• Page text:
AI-Generated Code Is Poisoning Your Software Supply Chain

Veracode found security flaws in 45% of AI-generated code. Endor Labs reports 80% of AI-suggested dependencies contain risks. A new attack vector called slopsquatting exploits hallucinated package names to inject malware into your build pipeline. This article breaks down the real supply chain risks of AI-assisted development, what the data actually shows, and what engineering teams need to do before the next npm install runs.

Abhishek Sharma· Head of Engg @ Fordel Studios

March 21, 2026Updated April 8, 202614 min read

AI-Generated Code Is Poisoning Your Software Supply Chain

In July 2025, Veracode published its GenAI Code Security Report after testing more than 100 large language models across 80 curated coding tasks. The headline finding: 45% of AI-generated code samples failed security tests and introduced OWASP Top 10 vulnerabilities. When given a choice between a secure and insecure method, the models chose the insecure option nearly half the time.

Four months later, Endor Labs released its fourth annual State of Dependency Management report. It found that only 1 in 5 dependency versions recommended by AI coding assistants were both safe and free from hallucination. The other 80% introduced risk — known vulnerabilities, non-existent packages, or third-party modules with unclear provenance.

• Given information:

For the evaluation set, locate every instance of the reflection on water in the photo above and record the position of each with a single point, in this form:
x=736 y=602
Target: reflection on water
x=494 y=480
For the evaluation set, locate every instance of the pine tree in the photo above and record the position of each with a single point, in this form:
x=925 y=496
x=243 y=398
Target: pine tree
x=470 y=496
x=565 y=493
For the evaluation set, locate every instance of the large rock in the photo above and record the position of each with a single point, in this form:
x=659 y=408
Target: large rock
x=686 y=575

...

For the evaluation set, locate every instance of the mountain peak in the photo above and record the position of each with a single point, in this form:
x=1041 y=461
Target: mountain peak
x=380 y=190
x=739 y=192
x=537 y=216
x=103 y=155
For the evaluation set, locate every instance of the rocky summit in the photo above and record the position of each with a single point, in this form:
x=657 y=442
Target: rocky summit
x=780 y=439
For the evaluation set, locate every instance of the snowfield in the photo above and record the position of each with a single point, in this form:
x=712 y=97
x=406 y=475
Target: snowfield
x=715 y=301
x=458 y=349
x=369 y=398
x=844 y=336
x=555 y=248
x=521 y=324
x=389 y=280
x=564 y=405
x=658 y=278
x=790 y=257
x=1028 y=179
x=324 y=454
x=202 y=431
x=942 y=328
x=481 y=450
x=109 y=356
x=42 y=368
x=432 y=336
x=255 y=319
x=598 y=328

• What the exercise asks:
Reproduce the passage of the article on AI-generated code starting with "Four months later, Endor" and going on through "with unclear provenance.". The material is separate from the article on AI-generated code.

• Written answer:
Four months later, Endor Labs released its fourth annual State of Dependency Management report. It found that only 1 in 5 dependency versions recommended by AI coding assistants were both safe and free from hallucination. The other 80% introduced risk — known vulnerabilities, non-existent packages, or third-party modules with unclear provenance.